***** Texte extrait *****

Le Service de Recherche du Parlement européen estime à 9% la part de Taïwan dans la valeur ajoutée de l'économie des dispositifs à semiconducteurs. Autant que la Chine (1400 millions d’habitants) et un point de moins que l’Union européenne (450 millions d’habitants).
Issu du rapport « comment le chips act va renforcer le secteur des semi-conductreurs européen d'ici à 2023 »
Même si nous avons quelques doutes sur des points de détail de ces chiffres (et avons demandé clarification, sans réponse pour l’instant), il est clair que Taïwan pèse lourd dans la microélectronique mondiale. Très lourd. Un écosystème hautement technique et irremplaçable, en témoignent les déboires de TSMC pour s’implanter aux US et en Europe.
Entre les liens commerciaux Taiwan-continent, la dépendance de cette industrie aux importations de haute technologie japonaises, européennes et américaines, aux designs US et la fragilité des installations elles-mêmes, difficile d’imaginer un conflit militaire dans le détroit de Formose qui ne conduirait pas à sa ruine. Les Taïwanais le savent. Les Taïwanais savent que leurs homologues continentaux le savent. Leur industrie électronique est vue comme une garantie de leur indépendance.

***** Données à examiner *****

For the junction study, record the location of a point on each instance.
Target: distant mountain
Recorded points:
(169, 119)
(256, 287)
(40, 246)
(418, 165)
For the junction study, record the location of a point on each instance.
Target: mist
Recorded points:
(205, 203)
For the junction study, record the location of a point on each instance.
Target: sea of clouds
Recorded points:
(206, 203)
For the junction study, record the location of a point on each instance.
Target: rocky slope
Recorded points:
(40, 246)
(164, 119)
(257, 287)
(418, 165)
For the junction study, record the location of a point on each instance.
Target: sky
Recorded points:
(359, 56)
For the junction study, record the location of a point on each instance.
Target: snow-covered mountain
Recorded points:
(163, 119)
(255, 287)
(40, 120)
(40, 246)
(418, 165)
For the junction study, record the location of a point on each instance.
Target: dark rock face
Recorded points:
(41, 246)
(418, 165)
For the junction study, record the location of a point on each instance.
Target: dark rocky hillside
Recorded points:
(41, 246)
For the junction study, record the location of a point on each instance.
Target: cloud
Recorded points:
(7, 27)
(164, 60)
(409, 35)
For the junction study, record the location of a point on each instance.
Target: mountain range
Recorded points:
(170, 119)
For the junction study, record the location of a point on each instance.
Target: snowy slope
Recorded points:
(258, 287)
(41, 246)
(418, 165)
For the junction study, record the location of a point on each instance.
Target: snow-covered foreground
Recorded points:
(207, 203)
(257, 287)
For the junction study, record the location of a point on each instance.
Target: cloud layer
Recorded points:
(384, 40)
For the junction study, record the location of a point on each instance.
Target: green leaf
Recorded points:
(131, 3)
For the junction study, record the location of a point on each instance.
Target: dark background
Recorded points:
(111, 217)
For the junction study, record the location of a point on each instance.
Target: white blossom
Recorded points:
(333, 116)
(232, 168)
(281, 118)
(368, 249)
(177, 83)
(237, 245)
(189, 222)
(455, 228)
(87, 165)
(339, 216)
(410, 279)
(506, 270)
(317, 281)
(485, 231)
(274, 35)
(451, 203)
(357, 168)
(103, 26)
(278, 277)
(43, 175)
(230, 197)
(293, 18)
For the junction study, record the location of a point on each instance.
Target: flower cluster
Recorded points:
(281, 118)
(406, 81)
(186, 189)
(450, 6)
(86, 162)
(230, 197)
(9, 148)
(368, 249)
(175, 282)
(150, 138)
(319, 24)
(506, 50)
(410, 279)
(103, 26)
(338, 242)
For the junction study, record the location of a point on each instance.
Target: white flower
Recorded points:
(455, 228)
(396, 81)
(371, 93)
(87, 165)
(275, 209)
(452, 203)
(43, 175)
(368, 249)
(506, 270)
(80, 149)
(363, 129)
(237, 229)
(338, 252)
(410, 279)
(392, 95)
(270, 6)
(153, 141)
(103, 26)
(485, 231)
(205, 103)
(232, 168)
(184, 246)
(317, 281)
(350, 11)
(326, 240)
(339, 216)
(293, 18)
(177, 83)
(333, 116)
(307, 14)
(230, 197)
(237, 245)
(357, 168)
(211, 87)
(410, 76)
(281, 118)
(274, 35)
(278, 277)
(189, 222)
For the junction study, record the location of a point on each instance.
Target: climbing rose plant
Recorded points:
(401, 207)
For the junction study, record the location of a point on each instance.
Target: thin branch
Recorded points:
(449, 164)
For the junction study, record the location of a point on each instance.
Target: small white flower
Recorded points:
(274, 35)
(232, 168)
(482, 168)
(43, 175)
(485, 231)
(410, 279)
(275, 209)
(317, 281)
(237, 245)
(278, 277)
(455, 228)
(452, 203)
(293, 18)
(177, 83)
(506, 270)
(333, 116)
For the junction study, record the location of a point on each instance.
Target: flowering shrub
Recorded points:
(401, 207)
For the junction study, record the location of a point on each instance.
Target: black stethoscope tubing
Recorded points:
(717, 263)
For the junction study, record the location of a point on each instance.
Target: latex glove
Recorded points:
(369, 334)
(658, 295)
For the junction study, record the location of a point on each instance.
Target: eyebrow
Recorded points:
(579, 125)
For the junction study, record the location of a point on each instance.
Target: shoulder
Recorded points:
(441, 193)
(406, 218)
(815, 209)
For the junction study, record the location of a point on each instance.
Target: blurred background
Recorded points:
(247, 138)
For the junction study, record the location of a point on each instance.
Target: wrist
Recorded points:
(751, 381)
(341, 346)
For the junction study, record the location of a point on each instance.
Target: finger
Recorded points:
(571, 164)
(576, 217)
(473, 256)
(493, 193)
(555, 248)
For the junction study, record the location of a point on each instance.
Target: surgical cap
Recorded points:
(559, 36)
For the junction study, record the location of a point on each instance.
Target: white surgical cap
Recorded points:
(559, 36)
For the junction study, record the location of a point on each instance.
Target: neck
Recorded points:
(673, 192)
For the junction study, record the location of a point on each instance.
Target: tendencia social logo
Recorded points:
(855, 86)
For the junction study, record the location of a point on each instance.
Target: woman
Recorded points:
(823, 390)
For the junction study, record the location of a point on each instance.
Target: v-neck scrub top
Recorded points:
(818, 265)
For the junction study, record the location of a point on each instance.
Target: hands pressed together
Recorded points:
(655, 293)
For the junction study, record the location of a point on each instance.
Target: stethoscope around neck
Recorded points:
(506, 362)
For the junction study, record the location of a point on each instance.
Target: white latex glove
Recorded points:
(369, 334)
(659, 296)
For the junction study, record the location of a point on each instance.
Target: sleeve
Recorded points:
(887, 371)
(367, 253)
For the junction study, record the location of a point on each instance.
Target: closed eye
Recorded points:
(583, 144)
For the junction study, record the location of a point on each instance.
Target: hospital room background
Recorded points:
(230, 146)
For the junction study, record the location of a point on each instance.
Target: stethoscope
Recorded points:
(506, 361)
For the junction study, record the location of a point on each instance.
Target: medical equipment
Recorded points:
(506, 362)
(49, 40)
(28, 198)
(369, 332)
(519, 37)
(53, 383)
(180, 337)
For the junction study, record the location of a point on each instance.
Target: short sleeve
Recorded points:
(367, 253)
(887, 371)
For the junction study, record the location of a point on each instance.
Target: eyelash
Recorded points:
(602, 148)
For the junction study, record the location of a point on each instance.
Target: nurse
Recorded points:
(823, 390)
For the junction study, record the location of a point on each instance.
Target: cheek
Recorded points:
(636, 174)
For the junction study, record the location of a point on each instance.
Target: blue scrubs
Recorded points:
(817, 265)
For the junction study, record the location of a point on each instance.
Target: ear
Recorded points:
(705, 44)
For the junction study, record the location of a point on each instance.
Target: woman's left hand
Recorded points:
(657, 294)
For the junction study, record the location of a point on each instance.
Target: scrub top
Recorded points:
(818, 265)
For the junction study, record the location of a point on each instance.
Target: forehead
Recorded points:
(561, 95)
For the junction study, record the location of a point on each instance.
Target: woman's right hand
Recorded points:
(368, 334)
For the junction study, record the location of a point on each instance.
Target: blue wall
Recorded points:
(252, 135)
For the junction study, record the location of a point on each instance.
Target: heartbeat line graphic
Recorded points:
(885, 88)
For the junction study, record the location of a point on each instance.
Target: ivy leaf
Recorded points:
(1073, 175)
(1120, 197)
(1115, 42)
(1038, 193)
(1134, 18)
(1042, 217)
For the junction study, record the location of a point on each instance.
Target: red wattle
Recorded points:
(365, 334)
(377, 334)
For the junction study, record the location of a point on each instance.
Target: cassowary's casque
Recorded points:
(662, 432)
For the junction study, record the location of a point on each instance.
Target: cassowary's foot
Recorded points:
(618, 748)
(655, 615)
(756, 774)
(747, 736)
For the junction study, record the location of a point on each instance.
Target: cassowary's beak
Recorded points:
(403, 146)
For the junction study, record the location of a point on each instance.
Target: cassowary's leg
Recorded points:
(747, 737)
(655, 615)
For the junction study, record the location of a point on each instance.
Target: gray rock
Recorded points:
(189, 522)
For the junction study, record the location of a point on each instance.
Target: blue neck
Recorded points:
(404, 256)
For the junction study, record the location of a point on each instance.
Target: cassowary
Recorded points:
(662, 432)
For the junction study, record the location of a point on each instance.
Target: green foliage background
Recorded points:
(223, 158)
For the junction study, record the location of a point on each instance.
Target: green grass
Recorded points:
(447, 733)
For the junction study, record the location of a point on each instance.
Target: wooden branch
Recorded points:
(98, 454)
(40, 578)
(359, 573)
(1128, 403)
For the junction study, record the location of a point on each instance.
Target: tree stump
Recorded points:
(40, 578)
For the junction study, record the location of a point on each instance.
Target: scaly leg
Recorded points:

*****

Exercices à traiter:
1. D'après le texte sur Taïwan et les semi-conducteurs :
(a) Quelle part de la valeur ajoutée de l'économie des dispositifs à semiconducteurs le Service de Recherche du Parlement européen attribue-t-il à Taïwan ?
(b) Quelle entreprise a connu des déboires pour s'implanter aux US et en Europe ?
(c) Comment l'industrie électronique taïwanaise est-elle vue ?
2. Donnez la suite du texte sur Taïwan et les semi-conducteurs, à partir de sa dernière phrase.
Les enregistrements ne servent à rien ici.

Réponses attendues:
1.
(a) 9 %.
(b) TSMC.
(c) Comme une garantie de l'indépendance des Taïwanais.

2.
Pour revenir sur le sujet initial, les fonderies sont un marché important — 140 milliards d'euros — dans le marché énorme des circuits intégrés — 413 milliards de dollars — mais ce n'est qu'une partie du business dit des semi-conducteurs. À ceci, vous devez ajouter les composants analogiques discrets, les LED, etc. pour arriver à 600 milliards d’euros par an.
Et encore, ça, c'est uniquement le business des semi-conducteurs « traditionnels ». Les cellules photovoltaïques de vos panneaux solaires, en semi-conducteurs elles aussi, c'est un bon 100 milliards de dollars de plus par an. Mais on ne les compte généralement pas dans ce marché, car trop spécifique (même s’il y a beaucoup de synergies). Et on n’a même pas encore parlé du reste de l’électronique. Mais ça, ça sera pour une prochaine fois.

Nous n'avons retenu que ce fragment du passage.